• Données extraites:

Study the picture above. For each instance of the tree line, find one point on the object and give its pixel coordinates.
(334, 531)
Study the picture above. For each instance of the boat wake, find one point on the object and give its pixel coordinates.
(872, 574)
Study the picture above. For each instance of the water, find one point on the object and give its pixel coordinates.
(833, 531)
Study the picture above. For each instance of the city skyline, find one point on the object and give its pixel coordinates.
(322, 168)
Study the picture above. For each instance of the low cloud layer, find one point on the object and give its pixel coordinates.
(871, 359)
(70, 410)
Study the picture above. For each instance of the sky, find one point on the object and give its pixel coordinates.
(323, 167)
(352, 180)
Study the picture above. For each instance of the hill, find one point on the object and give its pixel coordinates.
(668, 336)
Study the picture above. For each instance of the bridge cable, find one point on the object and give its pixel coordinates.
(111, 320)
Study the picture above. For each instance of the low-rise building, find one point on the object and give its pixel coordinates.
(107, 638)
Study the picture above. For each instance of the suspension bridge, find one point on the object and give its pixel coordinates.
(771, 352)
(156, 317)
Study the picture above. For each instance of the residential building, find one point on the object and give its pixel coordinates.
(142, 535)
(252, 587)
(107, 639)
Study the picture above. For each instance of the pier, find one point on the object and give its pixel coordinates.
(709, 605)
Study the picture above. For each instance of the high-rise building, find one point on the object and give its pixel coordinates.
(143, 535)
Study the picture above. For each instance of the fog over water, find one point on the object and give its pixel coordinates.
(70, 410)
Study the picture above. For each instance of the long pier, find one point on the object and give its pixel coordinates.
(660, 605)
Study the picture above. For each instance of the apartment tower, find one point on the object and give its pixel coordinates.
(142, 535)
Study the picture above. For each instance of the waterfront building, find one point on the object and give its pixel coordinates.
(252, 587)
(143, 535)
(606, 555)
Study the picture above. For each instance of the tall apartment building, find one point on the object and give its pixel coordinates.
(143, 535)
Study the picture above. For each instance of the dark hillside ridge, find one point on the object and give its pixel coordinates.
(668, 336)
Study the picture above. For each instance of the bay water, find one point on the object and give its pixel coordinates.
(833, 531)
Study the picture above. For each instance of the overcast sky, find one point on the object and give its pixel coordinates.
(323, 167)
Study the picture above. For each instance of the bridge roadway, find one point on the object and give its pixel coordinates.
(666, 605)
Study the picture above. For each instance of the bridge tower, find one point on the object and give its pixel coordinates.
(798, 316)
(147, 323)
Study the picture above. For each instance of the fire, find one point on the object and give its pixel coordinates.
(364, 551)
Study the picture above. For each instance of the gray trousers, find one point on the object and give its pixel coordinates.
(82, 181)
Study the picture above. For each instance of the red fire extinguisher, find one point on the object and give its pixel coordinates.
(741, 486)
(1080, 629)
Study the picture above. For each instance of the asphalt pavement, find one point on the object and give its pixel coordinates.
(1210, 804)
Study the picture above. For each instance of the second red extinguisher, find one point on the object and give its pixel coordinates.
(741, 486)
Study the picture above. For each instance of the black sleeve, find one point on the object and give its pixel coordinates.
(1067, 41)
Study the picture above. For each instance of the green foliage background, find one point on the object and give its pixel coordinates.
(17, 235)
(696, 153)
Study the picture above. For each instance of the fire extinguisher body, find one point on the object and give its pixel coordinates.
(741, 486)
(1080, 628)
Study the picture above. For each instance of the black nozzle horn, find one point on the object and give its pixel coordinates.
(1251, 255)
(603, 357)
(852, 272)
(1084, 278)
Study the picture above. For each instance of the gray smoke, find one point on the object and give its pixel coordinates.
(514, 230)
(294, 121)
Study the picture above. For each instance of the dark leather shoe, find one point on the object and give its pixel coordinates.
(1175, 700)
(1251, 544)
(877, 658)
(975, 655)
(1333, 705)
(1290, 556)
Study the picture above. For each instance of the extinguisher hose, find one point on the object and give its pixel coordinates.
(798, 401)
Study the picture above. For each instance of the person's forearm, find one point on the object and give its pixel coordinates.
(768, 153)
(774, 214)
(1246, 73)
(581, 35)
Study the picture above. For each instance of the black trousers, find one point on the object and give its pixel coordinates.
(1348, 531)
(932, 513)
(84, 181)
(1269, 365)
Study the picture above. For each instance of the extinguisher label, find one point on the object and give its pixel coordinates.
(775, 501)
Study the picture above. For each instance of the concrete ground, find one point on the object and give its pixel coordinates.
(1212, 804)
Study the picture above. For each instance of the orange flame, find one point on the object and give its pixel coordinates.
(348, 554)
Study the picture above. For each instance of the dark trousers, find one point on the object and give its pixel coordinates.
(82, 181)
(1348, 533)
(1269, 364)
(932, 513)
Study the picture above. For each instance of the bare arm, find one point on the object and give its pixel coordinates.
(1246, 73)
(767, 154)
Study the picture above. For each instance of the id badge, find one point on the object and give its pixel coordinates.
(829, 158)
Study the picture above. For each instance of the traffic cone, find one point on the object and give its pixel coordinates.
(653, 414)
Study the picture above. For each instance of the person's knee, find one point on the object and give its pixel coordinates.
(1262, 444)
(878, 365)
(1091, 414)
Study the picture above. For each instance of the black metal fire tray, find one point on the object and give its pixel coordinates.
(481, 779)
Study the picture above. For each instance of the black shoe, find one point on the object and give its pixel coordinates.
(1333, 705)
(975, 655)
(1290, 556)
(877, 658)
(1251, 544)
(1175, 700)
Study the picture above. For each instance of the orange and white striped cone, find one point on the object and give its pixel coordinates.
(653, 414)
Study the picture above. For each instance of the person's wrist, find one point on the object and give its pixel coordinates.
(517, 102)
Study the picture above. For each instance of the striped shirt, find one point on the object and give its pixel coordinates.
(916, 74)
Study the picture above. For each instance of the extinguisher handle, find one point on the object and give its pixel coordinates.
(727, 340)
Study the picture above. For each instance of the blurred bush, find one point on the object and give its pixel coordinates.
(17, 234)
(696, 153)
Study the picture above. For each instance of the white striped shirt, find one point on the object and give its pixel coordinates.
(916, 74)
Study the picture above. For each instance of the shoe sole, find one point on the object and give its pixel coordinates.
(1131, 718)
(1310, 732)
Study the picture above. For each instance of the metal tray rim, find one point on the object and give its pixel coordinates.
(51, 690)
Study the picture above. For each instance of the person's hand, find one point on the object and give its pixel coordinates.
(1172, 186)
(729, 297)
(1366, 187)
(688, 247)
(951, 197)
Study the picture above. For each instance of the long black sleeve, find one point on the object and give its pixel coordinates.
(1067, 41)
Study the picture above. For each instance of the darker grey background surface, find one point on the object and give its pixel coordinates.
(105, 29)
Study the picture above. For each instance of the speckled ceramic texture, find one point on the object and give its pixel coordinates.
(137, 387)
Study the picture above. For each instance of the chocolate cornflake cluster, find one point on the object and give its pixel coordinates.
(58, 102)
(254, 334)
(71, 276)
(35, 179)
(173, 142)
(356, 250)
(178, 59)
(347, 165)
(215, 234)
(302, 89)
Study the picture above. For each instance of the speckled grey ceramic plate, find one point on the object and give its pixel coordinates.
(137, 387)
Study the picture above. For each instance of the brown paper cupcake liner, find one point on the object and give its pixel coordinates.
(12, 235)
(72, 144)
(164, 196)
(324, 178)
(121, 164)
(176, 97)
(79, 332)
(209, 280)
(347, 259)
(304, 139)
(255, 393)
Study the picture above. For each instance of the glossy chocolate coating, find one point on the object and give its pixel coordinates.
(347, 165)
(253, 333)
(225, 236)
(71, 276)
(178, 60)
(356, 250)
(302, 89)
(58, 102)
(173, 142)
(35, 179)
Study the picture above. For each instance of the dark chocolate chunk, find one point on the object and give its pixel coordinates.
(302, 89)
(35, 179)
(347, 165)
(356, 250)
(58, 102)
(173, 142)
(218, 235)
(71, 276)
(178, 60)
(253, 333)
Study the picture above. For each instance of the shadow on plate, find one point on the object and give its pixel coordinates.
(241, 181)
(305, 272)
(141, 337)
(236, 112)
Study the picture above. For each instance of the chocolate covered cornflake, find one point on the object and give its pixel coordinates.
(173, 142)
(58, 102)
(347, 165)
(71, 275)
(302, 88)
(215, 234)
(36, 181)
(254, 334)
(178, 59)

• Consigne: Remplacez « traffic cone » par « safety cone » dans les lignes allant de celle qui contient « Study the picture above. For each instance of the bare » jusqu'à celle qui contient « (1091, 414) », incluses. Recopiez uniquement ces lignes, sans autre modification.

• Solution complète:
Study the picture above. For each instance of the bare arm, find one point on the object and give its pixel coordinates.
(1246, 73)
(767, 154)
Study the picture above. For each instance of the id badge, find one point on the object and give its pixel coordinates.
(829, 158)
Study the picture above. For each instance of the safety cone, find one point on the object and give its pixel coordinates.
(653, 414)
Study the picture above. For each instance of the person's knee, find one point on the object and give its pixel coordinates.
(1262, 444)
(878, 365)
(1091, 414)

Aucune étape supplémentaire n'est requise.